■ WHAT TO DO
A faithful copy of the listing below is required.
--------------------
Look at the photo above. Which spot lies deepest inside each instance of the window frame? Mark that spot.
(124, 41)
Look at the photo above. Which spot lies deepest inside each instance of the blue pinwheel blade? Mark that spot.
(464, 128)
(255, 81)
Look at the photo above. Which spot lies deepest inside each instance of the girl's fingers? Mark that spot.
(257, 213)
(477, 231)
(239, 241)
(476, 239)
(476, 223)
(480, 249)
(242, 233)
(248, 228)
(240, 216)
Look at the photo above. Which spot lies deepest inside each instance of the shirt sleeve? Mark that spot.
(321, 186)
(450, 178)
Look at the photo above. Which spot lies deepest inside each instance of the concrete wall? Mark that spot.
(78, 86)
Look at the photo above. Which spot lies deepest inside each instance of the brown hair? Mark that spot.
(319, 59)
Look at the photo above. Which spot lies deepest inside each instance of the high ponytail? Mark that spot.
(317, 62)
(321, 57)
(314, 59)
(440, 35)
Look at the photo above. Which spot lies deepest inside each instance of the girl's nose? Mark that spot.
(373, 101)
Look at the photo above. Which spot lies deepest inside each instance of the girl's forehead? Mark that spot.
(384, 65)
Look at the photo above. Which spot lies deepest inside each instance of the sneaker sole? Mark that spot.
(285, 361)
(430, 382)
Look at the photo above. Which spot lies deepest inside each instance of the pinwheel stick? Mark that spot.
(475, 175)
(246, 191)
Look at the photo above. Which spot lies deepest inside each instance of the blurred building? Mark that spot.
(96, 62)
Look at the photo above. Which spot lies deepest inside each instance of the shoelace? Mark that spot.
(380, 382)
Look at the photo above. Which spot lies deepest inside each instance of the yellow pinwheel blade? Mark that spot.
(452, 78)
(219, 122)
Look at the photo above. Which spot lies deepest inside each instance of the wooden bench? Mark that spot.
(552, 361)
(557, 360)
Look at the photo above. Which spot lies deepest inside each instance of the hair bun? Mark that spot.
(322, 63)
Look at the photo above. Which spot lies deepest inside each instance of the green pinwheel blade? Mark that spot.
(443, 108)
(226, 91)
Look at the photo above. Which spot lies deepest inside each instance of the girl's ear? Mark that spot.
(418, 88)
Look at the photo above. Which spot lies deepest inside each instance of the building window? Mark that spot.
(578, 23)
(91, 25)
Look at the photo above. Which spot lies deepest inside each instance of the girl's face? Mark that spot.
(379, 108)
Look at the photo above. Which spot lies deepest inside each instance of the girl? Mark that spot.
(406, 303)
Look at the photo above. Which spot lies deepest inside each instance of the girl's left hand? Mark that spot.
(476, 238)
--------------------
■ SOLUTION
Look at the photo above. Which spot lies deepest inside each instance of the window frame? Mark that spot.
(124, 41)
Look at the photo above. Which spot lies deepest inside each instance of the blue pinwheel blade? Mark that spot.
(464, 128)
(255, 81)
Look at the photo above. Which spot lies deepest inside each instance of the girl's fingers? Mark that spot.
(257, 213)
(477, 231)
(239, 241)
(476, 239)
(476, 223)
(480, 249)
(242, 233)
(248, 228)
(240, 216)
Look at the photo above. Which spot lies deepest inside each instance of the shirt sleeve? Mark that spot.
(321, 186)
(450, 178)
Look at the photo above. Which spot lies deepest inside each instance of the concrete wall? Mark that spot.
(78, 86)
Look at the photo above. Which spot lies deepest inside each instance of the brown hair? Mark that spot.
(319, 59)
Look at the photo above. Which spot lies deepest inside each instance of the high ponytail? Mark that spot.
(317, 62)
(321, 57)
(314, 59)
(440, 35)
Look at the photo above. Which spot lies deepest inside each instance of the girl's nose? Mark that spot.
(373, 101)
Look at the photo above. Which spot lies deepest inside each instance of the girl's forehead? Mark that spot.
(384, 65)
Look at the photo above. Which spot lies deepest inside each instance of the sneaker sole? Mark that spot.
(285, 361)
(430, 382)
Look at the photo above. Which spot lies deepest inside each instance of the pinwheel stick? Mark that spot.
(475, 175)
(246, 191)
Look at the photo above. Which spot lies deepest inside each instance of the blurred building? Mark that spot.
(96, 62)
Look at the photo above. Which spot lies deepest inside each instance of the shoelace? Mark that spot.
(380, 382)
Look at the photo above. Which spot lies deepest inside each instance of the yellow pinwheel blade? Mark that spot.
(452, 78)
(219, 122)
Look at the photo above. Which spot lies deepest inside each instance of the wooden bench? Mark that spot.
(552, 361)
(557, 360)
Look at the photo above. Which spot lies deepest inside each instance of the hair bun? Mark that spot.
(322, 63)
Look at the photo above. Which spot lies deepest inside each instance of the green pinwheel blade? Mark that spot.
(443, 108)
(226, 91)
Look at the photo above. Which spot lies deepest inside each instance of the girl's ear? Mark that spot.
(418, 88)
Look at the photo above. Which spot lies deepest inside each instance of the building window? Mark that spot.
(578, 23)
(91, 25)
Look at the photo above. Which spot lies deepest inside each instance of the girl's face? Mark that spot.
(379, 108)
Look at the photo above. Which spot lies deepest inside each instance of the girl? Mark that spot.
(406, 303)
Look at the photo above. Which spot lies deepest inside each instance of the girl's left hand? Mark that spot.
(476, 238)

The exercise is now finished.